--- start of Text shown ---
Mass balance is the quantitative explanation of the difference between a glacier’s accumulation balance (bw), and ablation balance (bs), during a glaciological year. The net effect of the accumulation and ablation during a year equals the net annual balance (bn) of the glacier, which is positive or negative, depending on which balance is greater (Holmlund and Jansson, 2002;

Benn and Evans, 2010). When the net annual mass balance is positive, it indicates that a glacier has gained mass and will increase in volume, which occurs when the winter balance exceeds the summer balance. Vice versa, when the net annual mass balance is negative, it indicates that a glacier has lost mass (Benn and Evans, 2010; NVE, 2019).

The net annual balance can be expressed as bn = bw + bs (Holmlund and Jansson, 2002;

Andreassen et al., 2005).
--- end of Text shown ---
--- start of Data extract ---
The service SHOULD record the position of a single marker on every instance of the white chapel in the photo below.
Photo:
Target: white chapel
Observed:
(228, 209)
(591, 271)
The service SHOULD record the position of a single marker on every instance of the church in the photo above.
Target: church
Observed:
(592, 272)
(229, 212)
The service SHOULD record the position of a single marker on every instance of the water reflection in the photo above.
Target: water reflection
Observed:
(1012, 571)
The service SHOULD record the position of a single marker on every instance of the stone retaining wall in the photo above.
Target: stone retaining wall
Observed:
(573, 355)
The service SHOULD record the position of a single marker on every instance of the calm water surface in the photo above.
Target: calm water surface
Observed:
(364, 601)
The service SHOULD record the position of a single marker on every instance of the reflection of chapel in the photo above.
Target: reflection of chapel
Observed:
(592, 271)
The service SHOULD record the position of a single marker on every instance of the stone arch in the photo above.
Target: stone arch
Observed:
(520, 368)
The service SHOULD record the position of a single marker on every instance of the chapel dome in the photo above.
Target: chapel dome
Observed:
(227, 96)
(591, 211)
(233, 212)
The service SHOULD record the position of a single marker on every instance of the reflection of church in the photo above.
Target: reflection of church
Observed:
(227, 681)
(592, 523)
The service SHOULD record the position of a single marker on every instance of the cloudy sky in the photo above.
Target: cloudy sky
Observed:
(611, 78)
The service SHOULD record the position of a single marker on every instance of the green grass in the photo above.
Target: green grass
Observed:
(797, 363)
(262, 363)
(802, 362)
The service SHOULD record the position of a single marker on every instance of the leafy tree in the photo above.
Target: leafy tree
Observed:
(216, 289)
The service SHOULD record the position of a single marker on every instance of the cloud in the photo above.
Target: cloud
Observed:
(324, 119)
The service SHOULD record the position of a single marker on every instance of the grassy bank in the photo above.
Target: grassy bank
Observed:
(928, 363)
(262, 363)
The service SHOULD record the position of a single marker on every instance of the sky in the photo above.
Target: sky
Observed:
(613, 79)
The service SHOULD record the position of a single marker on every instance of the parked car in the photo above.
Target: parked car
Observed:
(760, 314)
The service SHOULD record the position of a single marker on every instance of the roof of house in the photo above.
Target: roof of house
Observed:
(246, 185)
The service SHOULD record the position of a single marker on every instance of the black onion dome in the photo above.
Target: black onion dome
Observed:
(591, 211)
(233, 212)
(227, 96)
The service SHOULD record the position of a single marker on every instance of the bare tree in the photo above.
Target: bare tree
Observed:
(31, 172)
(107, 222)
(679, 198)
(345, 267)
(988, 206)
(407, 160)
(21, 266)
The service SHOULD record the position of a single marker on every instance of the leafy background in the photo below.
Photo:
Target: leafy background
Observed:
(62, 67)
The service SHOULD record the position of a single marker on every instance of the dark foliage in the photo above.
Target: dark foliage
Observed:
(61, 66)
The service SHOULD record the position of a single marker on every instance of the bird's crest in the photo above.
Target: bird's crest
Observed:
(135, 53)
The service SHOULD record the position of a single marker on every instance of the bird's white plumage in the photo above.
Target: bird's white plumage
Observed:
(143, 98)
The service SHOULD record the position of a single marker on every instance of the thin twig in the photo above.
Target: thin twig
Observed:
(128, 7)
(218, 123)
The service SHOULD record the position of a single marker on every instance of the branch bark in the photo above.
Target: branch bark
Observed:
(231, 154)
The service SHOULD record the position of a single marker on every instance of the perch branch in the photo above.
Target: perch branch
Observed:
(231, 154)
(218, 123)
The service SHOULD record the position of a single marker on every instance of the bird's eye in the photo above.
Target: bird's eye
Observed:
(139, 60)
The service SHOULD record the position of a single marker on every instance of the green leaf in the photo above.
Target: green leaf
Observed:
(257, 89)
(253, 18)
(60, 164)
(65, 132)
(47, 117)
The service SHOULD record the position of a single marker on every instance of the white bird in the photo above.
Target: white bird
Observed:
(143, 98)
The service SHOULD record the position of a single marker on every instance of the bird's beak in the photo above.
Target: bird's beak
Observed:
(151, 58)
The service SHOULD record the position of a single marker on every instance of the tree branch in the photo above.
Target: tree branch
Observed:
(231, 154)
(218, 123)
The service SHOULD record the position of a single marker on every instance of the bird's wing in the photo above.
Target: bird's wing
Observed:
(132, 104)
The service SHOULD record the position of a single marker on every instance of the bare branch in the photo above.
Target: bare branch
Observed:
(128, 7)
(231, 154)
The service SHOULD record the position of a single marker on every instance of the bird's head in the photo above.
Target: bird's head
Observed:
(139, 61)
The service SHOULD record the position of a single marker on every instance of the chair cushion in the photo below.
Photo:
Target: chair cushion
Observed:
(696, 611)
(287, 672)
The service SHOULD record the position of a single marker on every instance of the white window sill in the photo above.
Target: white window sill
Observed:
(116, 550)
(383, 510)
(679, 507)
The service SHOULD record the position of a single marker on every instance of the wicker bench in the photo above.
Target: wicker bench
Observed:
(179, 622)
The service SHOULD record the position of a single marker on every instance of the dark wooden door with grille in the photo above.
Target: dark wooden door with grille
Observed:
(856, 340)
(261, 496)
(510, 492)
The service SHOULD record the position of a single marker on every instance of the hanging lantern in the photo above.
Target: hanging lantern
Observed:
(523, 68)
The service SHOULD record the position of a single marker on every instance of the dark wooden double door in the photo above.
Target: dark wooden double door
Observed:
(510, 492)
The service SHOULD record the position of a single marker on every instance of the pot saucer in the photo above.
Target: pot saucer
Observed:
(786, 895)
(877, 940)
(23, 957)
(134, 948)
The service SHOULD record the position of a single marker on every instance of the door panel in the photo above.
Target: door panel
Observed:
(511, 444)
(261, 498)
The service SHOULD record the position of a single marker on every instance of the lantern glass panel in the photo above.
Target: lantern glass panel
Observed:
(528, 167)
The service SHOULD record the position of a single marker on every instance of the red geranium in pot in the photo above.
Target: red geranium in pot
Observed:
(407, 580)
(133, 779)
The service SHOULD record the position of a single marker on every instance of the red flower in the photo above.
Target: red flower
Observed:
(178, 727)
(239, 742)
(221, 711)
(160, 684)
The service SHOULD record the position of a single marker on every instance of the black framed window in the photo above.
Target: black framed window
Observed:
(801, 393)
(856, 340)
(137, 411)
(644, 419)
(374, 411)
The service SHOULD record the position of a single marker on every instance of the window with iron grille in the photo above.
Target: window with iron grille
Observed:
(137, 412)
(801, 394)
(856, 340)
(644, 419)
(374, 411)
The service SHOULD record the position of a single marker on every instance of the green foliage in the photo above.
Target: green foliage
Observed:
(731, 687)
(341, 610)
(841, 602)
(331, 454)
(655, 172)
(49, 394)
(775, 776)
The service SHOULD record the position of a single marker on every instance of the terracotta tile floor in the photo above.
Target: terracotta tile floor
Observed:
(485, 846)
--- end of Data extract ---
Problem set
**1)** Answer these from the text on glacier mass balance:
(a) What two balances does mass balance explain the difference between?
(b) What does a negative net annual mass balance indicate about a glacier?
(c) How is the net annual balance expressed as an equation?
**2)** List every distinct source cited in the glacier mass balance text.
**3)** Carry on the glacier mass balance text from its final sentence.

Results for the exercise
**1)**
(a) The accumulation balance (bw) and the ablation balance (bs).
(b) The glacier has lost mass.
(c) bn = bw + bs

**2)**
Holmlund and Jansson, 2002
Benn and Evans, 2010
NVE, 2019
Andreassen et al., 2005

**3)**
The net balance of a glacier is not uniform on the whole glacier. For example, accumulation can be greater on a glacier’s upper parts as a result of topographic circumstance and wind directions (Holmlund and Jansson, 2002). One such example is Storglaciären in the Kebnekaise Massif of northwest Sweden, where the net balance is increasing with the altitude, and the accumulation is more significant on the glacier’s upper parts compared to its lower parts (Figure 4 and 5).

Accumulation area ratio (AAR) is the accumulation area, divided by the total area of a glacier.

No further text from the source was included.